● **EXTRACTED TEXT**
Content starts
TEST RECOMMENDED SYSTEM

In [24]:
input_hard_skills = "Java, Excel, Python"
input_soft_skills = "Communication, Teamwork"
input_major = "Economy"

recommended_jobs = recommend_jobs_for_input_skills(input_hard_skills, input_soft_skills, input_major, jobs, tfidf_vectorizer_skills, tfidf_vectorizer_majors, companies_skills_vec, companies_majors_vec)
print("Recommended Jobs based on input skills and major:")
print(recommended_jobs)

Recommended Jobs based on input skills and major:
['it jobs' 'sales' 'administration & office support']


Evaluating (PENDING)

In [19]:
def create_ground_truth(csv_file_path):
    data = pd.read_csv(csv_file_path)

    # Tạo dictionary `ground_truth`
    ground_truth = {}
    for index, row in data.iterrows():
        user_id = row['User ID']
        actual_major = row['candidate_field']

        # Thêm vào dictionary, giả sử mỗi ứng viên chỉ chọn một công việc
        ground_truth[user_id] = [actual_major]

    return ground_truth

# Sử dụng hàm trên để tạo `ground_truth`
csv_file_path = '1st_test.csv'
ground_truth = create_ground_truth(csv_file_path)

In [None]:
display(ground_truth)

In [40]:
def precision_at_k(recommendations, ground_truth, k=3):
    """
    Calculate the precision at k for recommendation system.

    Parameters:
    - recommendations (dict): Dictionary where keys are user IDs and values are lists of recommended majors.
Content ends
● **ACTIONS TO TAKE**
**1.** For each statement about the notebook excerpt, answer yes or no and quote the exact words of the excerpt that decide it: (a) the input major passed to the recommender is "Economy"; (b) the precision_at_k function uses a default k of 5; (c) the ground truth is built from the file '1st_test.csv'.
**2.** Rewrite the notebook excerpt from the words "# Sử dụng hàm" through the words "of recommended majors.", swapping every "csv_file_path" for "test_csv_path".
The lines that follow come from a different source than the notebook excerpt.

● **GIVEN DATA**
Content starts
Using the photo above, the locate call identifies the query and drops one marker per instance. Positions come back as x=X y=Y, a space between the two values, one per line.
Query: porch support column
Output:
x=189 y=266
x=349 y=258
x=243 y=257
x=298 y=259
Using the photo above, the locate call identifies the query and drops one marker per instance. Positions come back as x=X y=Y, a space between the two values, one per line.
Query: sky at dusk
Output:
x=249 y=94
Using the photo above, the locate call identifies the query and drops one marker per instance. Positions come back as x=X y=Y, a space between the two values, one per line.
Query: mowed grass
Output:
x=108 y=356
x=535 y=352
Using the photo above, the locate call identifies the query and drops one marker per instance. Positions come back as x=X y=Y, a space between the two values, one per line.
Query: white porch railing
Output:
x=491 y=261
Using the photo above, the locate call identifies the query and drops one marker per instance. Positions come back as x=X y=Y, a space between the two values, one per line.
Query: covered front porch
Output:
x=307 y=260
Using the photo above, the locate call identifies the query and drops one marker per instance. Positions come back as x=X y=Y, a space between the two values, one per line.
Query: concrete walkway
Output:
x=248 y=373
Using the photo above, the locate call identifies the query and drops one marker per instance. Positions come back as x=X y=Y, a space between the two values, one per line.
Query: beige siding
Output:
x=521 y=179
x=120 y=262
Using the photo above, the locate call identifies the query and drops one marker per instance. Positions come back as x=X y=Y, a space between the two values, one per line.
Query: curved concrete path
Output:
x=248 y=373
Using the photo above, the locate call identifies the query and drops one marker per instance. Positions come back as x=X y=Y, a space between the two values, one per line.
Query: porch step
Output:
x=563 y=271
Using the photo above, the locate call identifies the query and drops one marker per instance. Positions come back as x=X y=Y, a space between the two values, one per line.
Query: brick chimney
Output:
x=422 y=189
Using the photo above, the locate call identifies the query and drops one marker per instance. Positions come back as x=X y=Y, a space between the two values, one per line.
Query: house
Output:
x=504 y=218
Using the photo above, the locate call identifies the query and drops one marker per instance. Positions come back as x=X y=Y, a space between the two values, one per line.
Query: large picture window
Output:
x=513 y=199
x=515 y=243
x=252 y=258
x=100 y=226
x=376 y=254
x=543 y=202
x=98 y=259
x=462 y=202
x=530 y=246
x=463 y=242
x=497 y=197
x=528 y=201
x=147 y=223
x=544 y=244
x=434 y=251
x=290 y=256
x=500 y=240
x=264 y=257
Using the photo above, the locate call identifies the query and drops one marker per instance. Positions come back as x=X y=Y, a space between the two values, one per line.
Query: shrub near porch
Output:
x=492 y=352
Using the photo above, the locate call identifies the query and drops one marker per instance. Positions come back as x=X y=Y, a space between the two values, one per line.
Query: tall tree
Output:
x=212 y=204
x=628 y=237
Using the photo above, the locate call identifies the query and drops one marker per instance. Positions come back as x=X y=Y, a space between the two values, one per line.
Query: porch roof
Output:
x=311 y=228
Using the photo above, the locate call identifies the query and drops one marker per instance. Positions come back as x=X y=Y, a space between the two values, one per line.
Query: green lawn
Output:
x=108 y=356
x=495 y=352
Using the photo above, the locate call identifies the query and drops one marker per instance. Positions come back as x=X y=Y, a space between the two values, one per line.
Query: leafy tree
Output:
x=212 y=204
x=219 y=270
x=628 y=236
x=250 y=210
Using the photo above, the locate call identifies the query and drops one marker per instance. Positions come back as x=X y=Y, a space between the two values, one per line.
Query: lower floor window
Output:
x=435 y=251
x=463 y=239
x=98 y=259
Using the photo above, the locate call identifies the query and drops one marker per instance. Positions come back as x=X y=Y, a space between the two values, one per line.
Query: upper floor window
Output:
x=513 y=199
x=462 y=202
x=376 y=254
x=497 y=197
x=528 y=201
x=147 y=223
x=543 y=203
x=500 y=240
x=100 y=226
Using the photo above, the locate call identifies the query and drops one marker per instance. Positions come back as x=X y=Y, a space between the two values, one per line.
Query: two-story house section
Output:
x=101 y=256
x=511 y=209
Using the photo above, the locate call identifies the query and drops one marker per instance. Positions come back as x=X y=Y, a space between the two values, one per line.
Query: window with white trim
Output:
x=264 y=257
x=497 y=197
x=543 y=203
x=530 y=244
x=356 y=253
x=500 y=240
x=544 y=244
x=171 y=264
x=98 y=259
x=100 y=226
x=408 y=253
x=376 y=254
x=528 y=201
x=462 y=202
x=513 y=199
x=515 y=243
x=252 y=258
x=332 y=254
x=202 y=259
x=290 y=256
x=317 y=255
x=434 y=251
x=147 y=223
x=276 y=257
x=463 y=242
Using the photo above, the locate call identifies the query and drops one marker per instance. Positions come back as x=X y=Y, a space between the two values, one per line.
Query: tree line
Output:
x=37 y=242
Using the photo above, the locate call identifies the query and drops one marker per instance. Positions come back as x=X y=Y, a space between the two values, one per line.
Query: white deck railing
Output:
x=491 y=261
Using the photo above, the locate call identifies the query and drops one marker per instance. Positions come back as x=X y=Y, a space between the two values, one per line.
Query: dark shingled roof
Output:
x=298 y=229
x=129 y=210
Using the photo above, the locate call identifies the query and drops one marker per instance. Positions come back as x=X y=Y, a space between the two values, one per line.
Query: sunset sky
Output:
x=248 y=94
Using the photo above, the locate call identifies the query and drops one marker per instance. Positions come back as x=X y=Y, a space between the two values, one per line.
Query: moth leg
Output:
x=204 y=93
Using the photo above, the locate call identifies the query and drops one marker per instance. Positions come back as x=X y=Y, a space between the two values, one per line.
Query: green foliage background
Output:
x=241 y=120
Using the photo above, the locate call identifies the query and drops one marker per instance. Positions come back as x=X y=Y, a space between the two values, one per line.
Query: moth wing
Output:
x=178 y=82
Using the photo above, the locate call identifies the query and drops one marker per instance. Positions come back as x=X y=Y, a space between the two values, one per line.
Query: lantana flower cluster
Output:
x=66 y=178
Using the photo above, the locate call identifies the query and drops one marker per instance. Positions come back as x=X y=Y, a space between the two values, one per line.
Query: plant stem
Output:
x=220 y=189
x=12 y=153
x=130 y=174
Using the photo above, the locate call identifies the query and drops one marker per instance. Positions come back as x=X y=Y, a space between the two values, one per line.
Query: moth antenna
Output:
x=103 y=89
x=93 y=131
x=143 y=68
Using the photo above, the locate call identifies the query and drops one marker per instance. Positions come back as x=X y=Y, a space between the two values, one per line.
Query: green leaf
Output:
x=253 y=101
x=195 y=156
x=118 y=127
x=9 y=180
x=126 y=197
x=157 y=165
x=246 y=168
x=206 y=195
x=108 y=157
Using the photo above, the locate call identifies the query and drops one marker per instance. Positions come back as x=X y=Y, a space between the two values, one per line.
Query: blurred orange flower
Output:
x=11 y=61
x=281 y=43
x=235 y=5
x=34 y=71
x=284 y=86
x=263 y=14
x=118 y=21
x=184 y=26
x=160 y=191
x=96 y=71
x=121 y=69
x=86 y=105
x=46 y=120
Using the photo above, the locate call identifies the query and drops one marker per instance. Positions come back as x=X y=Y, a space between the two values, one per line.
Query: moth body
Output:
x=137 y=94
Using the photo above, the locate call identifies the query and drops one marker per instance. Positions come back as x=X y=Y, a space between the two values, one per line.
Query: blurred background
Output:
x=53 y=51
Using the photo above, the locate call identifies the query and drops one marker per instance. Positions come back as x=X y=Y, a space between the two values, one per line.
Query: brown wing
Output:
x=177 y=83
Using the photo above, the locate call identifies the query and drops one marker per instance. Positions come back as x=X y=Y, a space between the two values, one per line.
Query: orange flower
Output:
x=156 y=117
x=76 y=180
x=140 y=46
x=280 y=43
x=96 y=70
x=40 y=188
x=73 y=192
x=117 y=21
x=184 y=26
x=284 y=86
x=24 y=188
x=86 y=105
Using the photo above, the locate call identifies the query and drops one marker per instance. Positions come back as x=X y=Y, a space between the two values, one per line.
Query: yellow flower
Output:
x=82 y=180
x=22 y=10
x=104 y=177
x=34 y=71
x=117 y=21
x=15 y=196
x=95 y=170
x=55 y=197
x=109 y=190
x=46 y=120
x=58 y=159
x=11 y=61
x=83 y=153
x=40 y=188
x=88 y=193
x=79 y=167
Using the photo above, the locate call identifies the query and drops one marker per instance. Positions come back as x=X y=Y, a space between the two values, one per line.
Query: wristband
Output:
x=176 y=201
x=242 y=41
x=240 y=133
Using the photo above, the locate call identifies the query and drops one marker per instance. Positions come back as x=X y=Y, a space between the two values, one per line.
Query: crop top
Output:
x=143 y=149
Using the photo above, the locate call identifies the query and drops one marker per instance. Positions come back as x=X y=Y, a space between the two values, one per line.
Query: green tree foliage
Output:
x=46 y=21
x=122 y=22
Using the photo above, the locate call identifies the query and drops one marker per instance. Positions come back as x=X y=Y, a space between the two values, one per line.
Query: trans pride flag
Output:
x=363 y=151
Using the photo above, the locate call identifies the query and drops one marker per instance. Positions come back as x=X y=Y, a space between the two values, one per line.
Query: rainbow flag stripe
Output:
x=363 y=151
Content ends
Content starts
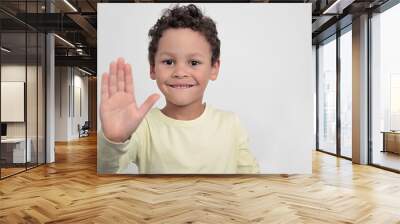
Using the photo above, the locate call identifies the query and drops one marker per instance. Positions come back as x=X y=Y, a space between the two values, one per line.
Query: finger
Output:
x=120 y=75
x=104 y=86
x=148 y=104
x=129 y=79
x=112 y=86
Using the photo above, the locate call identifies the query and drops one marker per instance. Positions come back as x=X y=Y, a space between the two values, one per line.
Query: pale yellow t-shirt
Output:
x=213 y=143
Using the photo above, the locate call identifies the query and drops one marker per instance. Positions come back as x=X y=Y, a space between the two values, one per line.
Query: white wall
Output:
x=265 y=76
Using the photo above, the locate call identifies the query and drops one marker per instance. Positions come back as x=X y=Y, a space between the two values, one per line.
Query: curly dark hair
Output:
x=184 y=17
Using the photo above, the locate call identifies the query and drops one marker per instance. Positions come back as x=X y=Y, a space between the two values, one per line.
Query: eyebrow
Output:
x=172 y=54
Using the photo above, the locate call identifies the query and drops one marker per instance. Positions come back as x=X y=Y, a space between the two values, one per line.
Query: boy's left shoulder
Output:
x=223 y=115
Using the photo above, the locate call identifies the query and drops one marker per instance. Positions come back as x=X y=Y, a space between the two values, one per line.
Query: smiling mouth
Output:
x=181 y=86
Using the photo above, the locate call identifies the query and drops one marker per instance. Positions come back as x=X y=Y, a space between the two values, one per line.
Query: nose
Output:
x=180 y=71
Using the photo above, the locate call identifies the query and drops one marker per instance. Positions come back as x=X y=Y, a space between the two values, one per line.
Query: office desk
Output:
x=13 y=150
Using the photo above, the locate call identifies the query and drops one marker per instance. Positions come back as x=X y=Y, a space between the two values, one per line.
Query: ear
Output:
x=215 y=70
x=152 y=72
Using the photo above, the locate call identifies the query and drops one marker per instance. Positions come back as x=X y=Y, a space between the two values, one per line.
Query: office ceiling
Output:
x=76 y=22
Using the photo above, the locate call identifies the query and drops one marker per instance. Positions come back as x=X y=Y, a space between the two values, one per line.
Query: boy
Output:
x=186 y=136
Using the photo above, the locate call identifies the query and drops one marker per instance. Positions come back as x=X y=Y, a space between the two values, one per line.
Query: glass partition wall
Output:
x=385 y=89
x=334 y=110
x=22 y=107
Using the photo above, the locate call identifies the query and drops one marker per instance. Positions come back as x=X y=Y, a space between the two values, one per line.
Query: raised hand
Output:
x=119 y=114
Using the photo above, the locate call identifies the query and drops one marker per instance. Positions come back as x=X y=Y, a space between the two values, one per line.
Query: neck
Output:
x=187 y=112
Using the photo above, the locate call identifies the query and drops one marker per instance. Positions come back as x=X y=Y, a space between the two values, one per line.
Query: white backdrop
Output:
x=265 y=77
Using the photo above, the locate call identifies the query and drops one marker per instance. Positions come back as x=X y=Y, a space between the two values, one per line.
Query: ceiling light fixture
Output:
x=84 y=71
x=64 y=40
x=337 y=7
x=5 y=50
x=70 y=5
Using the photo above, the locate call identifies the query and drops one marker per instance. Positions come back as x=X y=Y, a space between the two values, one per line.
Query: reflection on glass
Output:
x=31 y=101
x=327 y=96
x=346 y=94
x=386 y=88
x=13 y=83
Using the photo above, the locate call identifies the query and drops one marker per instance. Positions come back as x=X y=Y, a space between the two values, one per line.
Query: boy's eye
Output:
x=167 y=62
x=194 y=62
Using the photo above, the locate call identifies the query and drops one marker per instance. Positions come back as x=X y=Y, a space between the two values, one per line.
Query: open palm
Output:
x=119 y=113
Content ends
Content starts
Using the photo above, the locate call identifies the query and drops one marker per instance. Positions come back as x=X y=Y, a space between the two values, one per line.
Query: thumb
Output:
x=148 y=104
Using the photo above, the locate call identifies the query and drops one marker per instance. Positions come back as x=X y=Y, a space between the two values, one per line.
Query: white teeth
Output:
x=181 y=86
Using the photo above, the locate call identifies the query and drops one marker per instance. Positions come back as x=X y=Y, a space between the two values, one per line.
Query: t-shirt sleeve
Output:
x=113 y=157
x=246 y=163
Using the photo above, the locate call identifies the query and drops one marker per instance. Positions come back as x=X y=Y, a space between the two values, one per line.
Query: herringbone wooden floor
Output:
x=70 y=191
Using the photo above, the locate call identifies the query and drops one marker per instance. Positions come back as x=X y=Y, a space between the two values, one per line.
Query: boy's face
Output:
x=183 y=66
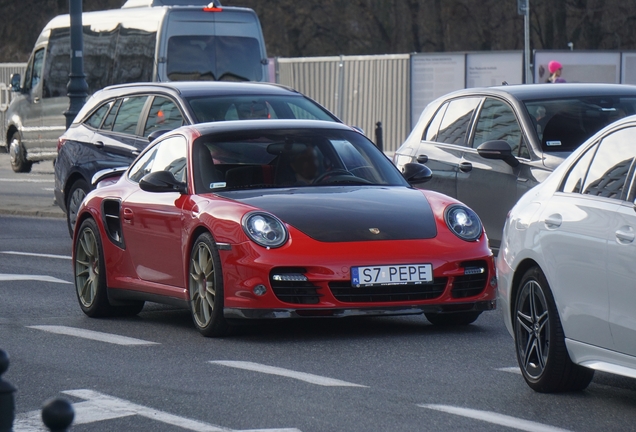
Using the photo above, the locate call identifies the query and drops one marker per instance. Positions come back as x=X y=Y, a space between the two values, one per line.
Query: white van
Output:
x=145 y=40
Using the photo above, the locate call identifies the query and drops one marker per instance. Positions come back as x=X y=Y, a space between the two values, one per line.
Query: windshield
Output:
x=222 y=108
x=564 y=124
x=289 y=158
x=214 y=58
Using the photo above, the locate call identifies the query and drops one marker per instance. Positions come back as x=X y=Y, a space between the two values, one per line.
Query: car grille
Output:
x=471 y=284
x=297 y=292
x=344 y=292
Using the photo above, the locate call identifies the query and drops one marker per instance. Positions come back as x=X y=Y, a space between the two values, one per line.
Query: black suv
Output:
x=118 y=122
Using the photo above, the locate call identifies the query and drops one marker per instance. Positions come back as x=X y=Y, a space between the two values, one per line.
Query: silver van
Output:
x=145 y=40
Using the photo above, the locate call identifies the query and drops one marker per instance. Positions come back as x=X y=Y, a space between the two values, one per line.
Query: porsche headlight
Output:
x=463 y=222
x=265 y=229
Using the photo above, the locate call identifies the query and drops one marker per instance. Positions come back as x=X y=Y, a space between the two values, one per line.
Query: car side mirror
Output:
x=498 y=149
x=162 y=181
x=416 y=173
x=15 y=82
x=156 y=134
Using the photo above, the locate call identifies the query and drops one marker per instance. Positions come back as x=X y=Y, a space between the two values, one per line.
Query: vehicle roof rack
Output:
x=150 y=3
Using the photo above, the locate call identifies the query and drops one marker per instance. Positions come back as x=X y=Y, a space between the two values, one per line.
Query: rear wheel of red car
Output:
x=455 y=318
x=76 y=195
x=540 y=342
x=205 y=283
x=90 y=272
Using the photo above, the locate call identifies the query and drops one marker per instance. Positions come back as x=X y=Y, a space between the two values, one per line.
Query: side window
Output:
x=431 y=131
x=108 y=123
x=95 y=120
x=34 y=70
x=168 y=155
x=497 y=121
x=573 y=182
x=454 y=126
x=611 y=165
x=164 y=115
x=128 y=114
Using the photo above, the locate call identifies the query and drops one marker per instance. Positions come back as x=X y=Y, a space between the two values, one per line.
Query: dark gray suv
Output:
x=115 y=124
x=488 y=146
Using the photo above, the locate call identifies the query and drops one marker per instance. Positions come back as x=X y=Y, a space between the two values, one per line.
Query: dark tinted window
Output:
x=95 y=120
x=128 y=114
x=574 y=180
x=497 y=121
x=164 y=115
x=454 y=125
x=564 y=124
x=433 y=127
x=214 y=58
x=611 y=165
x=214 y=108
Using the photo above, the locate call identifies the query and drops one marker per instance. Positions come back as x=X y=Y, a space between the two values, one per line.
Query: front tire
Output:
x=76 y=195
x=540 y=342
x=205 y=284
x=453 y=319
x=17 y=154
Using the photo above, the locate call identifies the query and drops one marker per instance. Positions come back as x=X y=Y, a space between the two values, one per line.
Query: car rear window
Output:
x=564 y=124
Content ends
● **ANSWERS TO THE EXERCISE**
**1.**
(a) Yes: input_major = "Economy"
(b) No: def precision_at_k(recommendations, ground_truth, k=3):
(c) Yes: csv_file_path = '1st_test.csv'

**2.**
# Sử dụng hàm trên để tạo `ground_truth`
test_csv_path = '1st_test.csv'
ground_truth = create_ground_truth(test_csv_path)

In [None]:
display(ground_truth)

In [40]:
def precision_at_k(recommendations, ground_truth, k=3):
    """
    Calculate the precision at k for recommendation system.

    Parameters:
    - recommendations (dict): Dictionary where keys are user IDs and values are lists of recommended majors.